▶ ОТРЫВОК
----

Едва ли нужно еще возражать на этот последний довод. Возражение находится в нем самом.
Правительства, как это говорят нам, необходимы со своими войсками для защиты от могущих поработить нас соседних государств. Но ведь это говорят все правительства друг про друга, и вместе с тем мы знаем, что все европейские народы исповедуют одинаковые принципы свободы и братства и потому не нуждаются в защите друг от друга. Если же говорить о защите от варваров, то для этого достаточно 0,001 тех войск, которые стоят теперь под ружьем. Так что выходит обратное тому, что говорится: государственная власть не только не спасает от опасности нападения соседей, а напротив, она-то и производит опасность нападения.
Так что для всякого человека, посредством воинской повинности поставленного в необходимость вдуматься в значение государства, во имя которого от него требуется жертва его спокойствия, безопасности и жизни, не может не быть ясным, что для жертв этих нет уже в наше время никакого основания.
Но мало того, что, рассуждая теоретически, всякий человек не может не видеть, что жертвы, требуемые государством, не имеют никакого основания; даже рассуждая практически, т.е. взвешивая все те тяжелые условия, в которые поставлен человек государством, всякий не может не видеть, что для себя лично исполнение требований государства и подчинение себя воинской повинности для него в большинстве случаев невыгоднее, чем отказ от нее.
Если большинство людей предпочитает подчинение неподчинению, то это происходит не вследствие трезвого взвешивания выгод и невыгод, а потому, что к подчинению привлекает людей гипнотизация, которой они при этом подвергаются. Подчиняясь, люди только покоряются тем требованиям, которые к ним предъявляются, не рассуждая и не делая усилия воли; для неподчинения нужно самостоятельное рассуждение и усилие, на которое не каждый бывает способен. Если же, исключив нравственное значение подчинения и неподчинения, сообразовываться только с одними выгодами, то неподчинение в общем всегда будет выгоднее подчинения.
Кто бы я ни был, человек ли, принадлежащий к достаточным, угнетающим классам или к рабочим, угнетенным, и в том и в другом случае невыгоды неподчинения меньше, чем невыгоды подчинения, и выгоды неподчинения больше выгод подчинения.

----

▶ ИЗВЛЕЧЕННЫЕ ДАННЫЕ
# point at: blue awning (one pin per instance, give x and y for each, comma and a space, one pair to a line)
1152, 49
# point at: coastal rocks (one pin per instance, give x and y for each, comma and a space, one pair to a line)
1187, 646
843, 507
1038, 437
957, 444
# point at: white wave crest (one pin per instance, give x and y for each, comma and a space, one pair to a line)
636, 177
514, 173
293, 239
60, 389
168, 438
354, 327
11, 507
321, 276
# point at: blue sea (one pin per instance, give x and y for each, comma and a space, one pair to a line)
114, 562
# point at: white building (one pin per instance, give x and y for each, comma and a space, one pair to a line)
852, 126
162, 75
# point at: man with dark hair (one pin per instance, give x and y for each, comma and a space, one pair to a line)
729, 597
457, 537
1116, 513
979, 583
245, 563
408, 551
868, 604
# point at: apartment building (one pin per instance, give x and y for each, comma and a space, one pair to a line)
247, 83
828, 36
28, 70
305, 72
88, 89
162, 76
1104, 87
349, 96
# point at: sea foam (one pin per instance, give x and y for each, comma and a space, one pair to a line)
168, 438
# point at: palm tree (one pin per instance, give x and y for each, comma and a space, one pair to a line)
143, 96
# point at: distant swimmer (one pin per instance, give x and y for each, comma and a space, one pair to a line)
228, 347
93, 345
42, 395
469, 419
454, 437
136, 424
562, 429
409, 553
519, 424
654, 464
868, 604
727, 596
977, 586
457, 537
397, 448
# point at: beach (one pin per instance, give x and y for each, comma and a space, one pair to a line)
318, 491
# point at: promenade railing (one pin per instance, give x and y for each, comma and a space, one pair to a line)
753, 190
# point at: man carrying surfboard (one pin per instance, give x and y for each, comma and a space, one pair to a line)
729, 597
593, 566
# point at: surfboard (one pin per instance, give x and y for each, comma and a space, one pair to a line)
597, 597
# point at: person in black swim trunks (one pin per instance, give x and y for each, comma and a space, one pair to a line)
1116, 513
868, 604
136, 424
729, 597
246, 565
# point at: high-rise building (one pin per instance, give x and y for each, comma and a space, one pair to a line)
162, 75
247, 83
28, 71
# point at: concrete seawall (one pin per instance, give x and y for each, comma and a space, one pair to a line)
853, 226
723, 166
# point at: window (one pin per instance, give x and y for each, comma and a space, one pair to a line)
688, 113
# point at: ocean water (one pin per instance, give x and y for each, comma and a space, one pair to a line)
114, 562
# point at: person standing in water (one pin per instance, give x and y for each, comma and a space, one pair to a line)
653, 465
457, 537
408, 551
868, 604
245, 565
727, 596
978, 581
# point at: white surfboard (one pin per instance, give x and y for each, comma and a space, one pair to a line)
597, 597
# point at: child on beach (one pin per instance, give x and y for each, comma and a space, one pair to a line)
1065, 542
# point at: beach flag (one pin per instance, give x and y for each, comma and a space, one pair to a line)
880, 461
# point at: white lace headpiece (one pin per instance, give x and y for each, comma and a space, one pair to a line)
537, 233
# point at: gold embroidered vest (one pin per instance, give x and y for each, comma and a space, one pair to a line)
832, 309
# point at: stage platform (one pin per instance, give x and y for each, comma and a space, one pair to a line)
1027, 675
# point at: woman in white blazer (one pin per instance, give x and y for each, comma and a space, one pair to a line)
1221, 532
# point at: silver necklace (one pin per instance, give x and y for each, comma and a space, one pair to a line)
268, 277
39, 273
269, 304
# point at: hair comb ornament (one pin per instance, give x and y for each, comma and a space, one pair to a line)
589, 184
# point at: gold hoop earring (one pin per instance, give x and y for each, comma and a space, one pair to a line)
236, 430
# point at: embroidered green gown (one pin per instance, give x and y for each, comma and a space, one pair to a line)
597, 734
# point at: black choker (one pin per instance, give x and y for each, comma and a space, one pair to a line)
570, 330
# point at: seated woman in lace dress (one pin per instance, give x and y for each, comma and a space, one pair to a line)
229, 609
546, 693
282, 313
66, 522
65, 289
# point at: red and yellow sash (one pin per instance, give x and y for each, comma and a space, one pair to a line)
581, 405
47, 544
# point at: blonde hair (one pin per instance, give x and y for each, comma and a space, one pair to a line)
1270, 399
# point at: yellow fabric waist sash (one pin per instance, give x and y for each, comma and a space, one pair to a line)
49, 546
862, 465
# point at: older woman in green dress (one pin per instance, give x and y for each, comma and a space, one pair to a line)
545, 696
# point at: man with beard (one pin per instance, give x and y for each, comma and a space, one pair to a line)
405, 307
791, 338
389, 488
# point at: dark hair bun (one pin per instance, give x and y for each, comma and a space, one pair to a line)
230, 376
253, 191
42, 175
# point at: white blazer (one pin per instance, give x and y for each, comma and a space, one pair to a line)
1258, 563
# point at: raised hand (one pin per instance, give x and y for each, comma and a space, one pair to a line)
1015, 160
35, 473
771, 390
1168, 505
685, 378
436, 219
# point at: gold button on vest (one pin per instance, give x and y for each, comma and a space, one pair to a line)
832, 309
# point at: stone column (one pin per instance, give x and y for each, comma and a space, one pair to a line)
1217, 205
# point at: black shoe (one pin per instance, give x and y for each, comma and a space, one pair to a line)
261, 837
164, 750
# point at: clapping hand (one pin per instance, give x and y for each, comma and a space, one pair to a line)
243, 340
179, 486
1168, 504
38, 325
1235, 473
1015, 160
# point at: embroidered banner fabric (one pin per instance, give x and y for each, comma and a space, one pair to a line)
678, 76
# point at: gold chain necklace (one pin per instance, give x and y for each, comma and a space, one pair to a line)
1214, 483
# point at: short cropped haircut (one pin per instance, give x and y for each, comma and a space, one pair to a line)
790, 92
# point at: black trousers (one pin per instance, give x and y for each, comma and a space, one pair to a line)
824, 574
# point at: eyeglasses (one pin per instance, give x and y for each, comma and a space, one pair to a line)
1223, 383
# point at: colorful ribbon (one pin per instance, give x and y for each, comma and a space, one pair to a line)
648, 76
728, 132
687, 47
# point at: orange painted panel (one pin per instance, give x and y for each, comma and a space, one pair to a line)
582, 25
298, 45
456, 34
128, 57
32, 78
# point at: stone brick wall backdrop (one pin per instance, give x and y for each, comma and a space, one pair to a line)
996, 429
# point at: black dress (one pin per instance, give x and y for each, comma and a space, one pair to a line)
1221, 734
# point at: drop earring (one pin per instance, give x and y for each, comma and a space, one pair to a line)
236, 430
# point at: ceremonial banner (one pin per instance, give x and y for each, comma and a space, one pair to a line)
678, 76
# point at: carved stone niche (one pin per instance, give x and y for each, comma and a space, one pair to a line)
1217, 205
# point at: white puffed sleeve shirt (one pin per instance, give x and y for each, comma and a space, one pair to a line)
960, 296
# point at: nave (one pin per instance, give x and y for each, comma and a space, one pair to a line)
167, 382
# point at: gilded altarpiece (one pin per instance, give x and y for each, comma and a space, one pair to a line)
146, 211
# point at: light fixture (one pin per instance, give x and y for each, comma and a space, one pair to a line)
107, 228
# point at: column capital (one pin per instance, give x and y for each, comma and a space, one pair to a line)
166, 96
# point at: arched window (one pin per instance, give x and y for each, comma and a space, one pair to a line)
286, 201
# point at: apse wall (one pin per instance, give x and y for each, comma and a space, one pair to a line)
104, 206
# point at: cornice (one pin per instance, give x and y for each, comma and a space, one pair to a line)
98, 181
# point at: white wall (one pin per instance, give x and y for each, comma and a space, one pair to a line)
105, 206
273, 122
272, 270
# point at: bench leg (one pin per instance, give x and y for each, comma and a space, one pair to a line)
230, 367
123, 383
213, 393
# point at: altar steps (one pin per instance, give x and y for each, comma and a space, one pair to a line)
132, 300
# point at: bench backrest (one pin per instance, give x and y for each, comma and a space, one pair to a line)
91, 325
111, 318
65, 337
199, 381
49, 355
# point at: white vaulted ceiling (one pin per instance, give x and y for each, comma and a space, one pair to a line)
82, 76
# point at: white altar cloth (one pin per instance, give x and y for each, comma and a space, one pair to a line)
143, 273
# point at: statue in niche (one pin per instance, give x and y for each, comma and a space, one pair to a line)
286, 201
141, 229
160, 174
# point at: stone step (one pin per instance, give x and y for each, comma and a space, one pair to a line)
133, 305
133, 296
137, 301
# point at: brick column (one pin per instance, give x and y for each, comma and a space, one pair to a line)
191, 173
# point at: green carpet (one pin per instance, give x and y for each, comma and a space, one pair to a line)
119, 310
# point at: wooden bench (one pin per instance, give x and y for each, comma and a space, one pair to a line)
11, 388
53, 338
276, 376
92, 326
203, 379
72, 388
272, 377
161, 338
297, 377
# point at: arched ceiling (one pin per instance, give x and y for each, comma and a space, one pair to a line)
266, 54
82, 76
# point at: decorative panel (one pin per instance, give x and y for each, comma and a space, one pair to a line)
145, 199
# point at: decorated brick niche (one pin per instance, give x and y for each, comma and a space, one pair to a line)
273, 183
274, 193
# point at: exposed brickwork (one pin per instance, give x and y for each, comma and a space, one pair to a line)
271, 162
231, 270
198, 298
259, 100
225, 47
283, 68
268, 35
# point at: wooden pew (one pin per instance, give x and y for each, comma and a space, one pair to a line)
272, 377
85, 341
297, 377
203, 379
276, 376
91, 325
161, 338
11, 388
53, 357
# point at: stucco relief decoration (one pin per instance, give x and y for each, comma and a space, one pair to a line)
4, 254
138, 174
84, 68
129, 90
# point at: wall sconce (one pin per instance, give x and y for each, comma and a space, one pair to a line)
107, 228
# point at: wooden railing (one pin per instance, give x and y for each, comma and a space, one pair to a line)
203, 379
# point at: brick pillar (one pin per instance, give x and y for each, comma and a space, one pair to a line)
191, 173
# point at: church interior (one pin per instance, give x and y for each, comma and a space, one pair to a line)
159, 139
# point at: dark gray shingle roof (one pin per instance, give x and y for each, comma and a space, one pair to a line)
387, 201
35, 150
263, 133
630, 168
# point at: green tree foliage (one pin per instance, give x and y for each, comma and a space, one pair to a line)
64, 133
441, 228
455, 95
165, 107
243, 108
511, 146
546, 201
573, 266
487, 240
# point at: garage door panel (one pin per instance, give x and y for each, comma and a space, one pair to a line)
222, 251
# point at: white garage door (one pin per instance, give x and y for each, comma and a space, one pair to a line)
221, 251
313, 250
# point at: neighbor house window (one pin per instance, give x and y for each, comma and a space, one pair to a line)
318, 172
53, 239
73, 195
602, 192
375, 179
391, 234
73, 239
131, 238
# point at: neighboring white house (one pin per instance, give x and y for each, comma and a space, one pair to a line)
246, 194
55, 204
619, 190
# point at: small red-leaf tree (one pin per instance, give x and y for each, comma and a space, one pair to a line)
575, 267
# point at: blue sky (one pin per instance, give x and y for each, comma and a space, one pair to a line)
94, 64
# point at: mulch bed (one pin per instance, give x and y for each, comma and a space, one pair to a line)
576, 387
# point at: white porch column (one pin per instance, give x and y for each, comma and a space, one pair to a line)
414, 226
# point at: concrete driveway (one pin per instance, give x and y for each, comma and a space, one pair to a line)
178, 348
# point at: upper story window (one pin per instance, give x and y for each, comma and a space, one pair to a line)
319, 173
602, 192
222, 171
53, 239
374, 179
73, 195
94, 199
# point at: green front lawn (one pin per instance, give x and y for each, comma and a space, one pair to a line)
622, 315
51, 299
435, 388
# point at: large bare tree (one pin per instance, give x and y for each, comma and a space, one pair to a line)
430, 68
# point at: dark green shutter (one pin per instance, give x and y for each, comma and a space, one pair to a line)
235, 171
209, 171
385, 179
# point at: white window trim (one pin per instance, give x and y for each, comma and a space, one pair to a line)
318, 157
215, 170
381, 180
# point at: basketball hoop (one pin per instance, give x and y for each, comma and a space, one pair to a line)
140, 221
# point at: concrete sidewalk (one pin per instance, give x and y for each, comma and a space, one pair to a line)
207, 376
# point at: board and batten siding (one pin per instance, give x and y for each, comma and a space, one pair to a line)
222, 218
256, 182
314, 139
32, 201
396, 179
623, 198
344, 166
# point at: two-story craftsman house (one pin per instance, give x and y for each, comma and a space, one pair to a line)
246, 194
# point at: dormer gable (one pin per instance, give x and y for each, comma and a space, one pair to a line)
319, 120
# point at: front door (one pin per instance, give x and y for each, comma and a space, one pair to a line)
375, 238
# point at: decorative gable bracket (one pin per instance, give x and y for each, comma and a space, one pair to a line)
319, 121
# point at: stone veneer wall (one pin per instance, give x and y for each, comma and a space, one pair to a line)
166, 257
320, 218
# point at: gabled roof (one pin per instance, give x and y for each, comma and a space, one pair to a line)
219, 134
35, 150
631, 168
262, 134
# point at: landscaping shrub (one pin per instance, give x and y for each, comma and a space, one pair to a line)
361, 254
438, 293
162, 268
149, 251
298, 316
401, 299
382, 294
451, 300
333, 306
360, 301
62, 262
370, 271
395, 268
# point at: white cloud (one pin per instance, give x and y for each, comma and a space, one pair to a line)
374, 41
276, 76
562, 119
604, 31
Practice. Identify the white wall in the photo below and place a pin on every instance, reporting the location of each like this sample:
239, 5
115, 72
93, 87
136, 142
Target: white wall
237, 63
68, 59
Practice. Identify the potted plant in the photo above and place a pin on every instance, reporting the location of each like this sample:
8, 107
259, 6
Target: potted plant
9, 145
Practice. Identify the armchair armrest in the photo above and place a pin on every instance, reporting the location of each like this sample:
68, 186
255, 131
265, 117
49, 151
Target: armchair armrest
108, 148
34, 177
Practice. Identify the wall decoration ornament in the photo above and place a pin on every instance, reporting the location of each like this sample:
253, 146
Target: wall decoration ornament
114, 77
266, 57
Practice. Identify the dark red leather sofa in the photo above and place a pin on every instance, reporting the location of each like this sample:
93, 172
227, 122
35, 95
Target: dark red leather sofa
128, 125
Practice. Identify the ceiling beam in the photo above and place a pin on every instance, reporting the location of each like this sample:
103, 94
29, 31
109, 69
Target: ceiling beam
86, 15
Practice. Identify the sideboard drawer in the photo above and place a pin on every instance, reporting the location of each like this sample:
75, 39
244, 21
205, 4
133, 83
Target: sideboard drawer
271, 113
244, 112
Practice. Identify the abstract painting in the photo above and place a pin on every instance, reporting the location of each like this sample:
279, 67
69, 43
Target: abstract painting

----

▶ ОПИСАНИЕ ЗАДАЧИ
Пожалуйста, перепишите из отрывка без изменений фрагмент от «Так что для» до «время никакого основания.» включительно.

▶ ПОЛЕ ДЛЯ ОТВЕТА
Так что для всякого человека, посредством воинской повинности поставленного в необходимость вдуматься в значение государства, во имя которого от него требуется жертва его спокойствия, безопасности и жизни, не может не быть ясным, что для жертв этих нет уже в наше время никакого основания.